▶ **Material**:
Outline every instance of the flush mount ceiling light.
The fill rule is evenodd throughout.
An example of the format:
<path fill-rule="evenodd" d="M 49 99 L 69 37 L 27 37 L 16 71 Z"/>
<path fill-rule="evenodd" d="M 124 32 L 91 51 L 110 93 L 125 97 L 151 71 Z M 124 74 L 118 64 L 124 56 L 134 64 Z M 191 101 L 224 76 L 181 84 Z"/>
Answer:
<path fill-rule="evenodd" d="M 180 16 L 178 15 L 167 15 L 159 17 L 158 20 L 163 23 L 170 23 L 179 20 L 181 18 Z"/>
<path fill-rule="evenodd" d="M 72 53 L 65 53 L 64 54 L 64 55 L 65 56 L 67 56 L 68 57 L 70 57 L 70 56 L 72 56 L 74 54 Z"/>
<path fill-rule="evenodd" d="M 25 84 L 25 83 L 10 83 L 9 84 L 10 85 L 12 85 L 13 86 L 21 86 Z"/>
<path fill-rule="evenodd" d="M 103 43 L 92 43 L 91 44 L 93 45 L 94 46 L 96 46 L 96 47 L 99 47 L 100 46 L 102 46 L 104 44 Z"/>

▶ **What you need to do**: Change "flush mount ceiling light" to "recessed downlight" and give the records above again with everything else unchanged.

▶ **Result below**:
Outline every instance of the recessed downlight.
The fill rule is evenodd throughout.
An example of the format:
<path fill-rule="evenodd" d="M 49 99 L 69 37 L 27 37 L 16 71 Z"/>
<path fill-rule="evenodd" d="M 124 32 L 91 51 L 110 93 L 125 97 L 151 71 Z M 124 74 L 118 64 L 124 56 L 134 64 Z M 191 101 L 224 76 L 181 84 Z"/>
Answer:
<path fill-rule="evenodd" d="M 180 16 L 178 15 L 167 15 L 159 17 L 158 20 L 163 23 L 170 23 L 179 20 L 181 18 Z"/>
<path fill-rule="evenodd" d="M 72 53 L 65 53 L 64 54 L 64 55 L 65 56 L 67 56 L 68 57 L 70 57 L 70 56 L 72 56 L 74 54 Z"/>
<path fill-rule="evenodd" d="M 25 84 L 25 83 L 10 83 L 9 84 L 10 85 L 12 85 L 13 86 L 21 86 Z"/>
<path fill-rule="evenodd" d="M 103 43 L 92 43 L 91 44 L 93 45 L 94 46 L 96 46 L 96 47 L 99 47 L 100 46 L 102 46 L 104 44 Z"/>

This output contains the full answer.